- **TASK BRIEF**: Write every line below out again, exactly as given, but leave out the pictures.

※ ※ ※

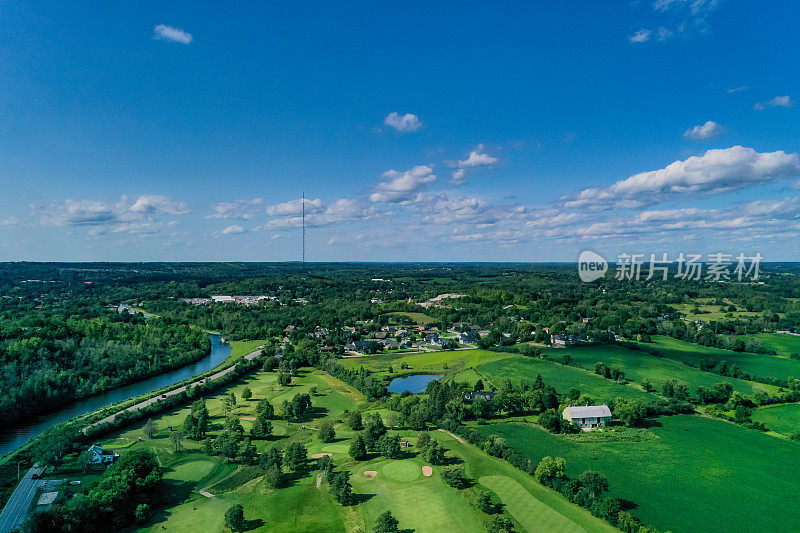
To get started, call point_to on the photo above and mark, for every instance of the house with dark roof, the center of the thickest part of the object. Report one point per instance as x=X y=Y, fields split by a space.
x=588 y=417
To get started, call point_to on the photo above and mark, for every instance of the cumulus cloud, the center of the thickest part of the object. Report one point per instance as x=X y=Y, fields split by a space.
x=703 y=132
x=162 y=32
x=641 y=36
x=233 y=230
x=778 y=101
x=477 y=158
x=715 y=172
x=123 y=216
x=404 y=123
x=397 y=187
x=243 y=209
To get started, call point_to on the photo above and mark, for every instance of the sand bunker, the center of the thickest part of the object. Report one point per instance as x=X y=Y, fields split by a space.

※ ※ ※

- **SOLUTION FOR THIS TASK**:
To get started, call point_to on the photo above and mark, for every instance of the house with dark roof, the center of the thickest part of the object. Report one point per instance as x=X y=Y, fields split by a space.
x=588 y=417
To get started, call point_to on the photo above and mark, for every instance of the cumulus cloud, the center of the thickest part of the object. Report one point per instance as x=X y=Y, fields split by a space.
x=703 y=132
x=162 y=32
x=641 y=36
x=233 y=230
x=778 y=101
x=477 y=158
x=715 y=172
x=123 y=216
x=404 y=123
x=397 y=187
x=243 y=209
To get started, call point_to on the photo above and mark, for every instance of the sand bunker, the center of the thickest part of the object. Report one point per instance as x=X y=Y, fields split by a space.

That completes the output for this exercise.